BEGIN Selected excerpt

Update on Jennifer Goodman--came through surgery without any complications. She is talking a lot, looks good and hopes to go home tomorrow. Praise God! We also continue to lift up thanks for the good results from the bone and organ tests this week.
Two more questions--and I am not trying to open cans of worms. Trust me, anything even nearly resembling a snake is off limits to me. Just thought it would be good to hear from some of you on this.
1. I am considering doing a Nashville Cares AIDS walk on Saturday. My co-worker, Phil, shared this article from Christianity Today with me. Click here
How does this article strike you?
2. Any of the McLaren stuff that didn't resonate with you?
Thursday, October 07, 2004
Subscribe to:
Post Comments (Atom)
21 comments:
While I thought most of what he had to say was incredibly insightful, thought-provoking, and encouraging, the one thing that makes me uncomfortable is his take on God and gender. I just can't think of God as female -- it just goes against the grain, doesn't work for me. I know I was created in His image, but He's my Father! Perhaps it's because I associate my imaginings of Him and His character so closely with my dad instead of my mom.
Wow! I understand the sentiment, but I'm not sure I would start at a parade. Maybe that's just me. I'm too uncomfortable with all this still to go to some big public thing that insinuates "we support a gay lifestyle." I would be all for going somewhere to meet a person and through friendship show them that God loved them... hopefully the fact they were gay would not get in the way.
Hey, Brandon--
I've been reading your blog for awhile. First time to comment...
1. I think I would do the walk. It's not Gay Pride, it's AIDS. You are not glorifying a lifestyle, you are standing up for the relief of human suffering. I can't imagine Jesus not doing the walk (and more). The article is very powerful and convicting. I see Jesus in the author's actions and words. I only wonder why he quoted the "hate the sin, love the sinner" line. We often use it as if we are standing on the outside. Hey, I'm on the inside. My sins may not include gay behavior, but what I do and think is just as bad, isn't it?

END Selected excerpt
BEGIN Excerpted records

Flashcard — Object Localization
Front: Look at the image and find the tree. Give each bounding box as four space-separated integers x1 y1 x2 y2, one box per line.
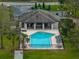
35 2 38 9
43 2 45 9
38 3 41 9
0 6 9 48
48 5 51 10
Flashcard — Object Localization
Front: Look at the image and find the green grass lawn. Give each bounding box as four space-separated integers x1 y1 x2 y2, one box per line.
0 6 79 59
0 38 79 59
24 39 79 59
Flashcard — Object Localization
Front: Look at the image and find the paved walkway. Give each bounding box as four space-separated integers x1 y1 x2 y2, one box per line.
0 2 60 6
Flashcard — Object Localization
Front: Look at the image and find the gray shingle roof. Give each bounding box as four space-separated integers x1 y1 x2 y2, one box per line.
20 9 60 23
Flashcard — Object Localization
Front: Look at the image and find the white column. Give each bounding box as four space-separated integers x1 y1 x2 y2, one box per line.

END Excerpted records

= Brief 1 =
Return the portion of the blog post from "Two more questions--and" to "resonate with you?", copied word for word.
= Brief 2 =
Resume the blog post about the AIDS walk, picking up directly after its final sentence.

= Expected output 1 =
Two more questions--and I am not trying to open cans of worms. Trust me, anything even nearly resembling a snake is off limits to me. Just thought it would be good to hear from some of you on this.
1. I am considering doing a Nashville Cares AIDS walk on Saturday. My co-worker, Phil, shared this article from Christianity Today with me. Click here
How does this article strike you?
2. Any of the McLaren stuff that didn't resonate with you?

= Expected output 2 =
2. All the McLaren stuff resonated with me. Not that I was comfortable with it all. I have a sneaking suspicion that he's pretty accurate in describing the mess we protestants find ourselves in as a modern viewpoint problem rather than a Christian faith problem. Jesus seemed to celebrate faith and godly action even among those who didn't acknowledge him or God. Shouldn't we? (Hope this isn't considered "snake" handling... :)
Wow! I can't believe I wrote my blog yesterday(beanerblog.blogspot) & then read yours today!!!! You should walk. We should be concerned for the people who get forgotten - for those that are suffering. The religious people in Jesus' day didn't understand why Jesus would eat with the "lowest of the low", and a lot of people around you might not understand why you are walking, but your Father understands & Hopefully people will at least see the compassion you have in you. I am struggling right now with wanting to help the REALLY hurting, lonely, written-off by society people in this world and not knowing exactly where God wants me to begin. We will be singing "Still" this Sunday at church & I know that I struggle the most with "doing" & "being still". Thank you for the link to the magazine article. I want to be the kind of person that brings cats to dying gay people!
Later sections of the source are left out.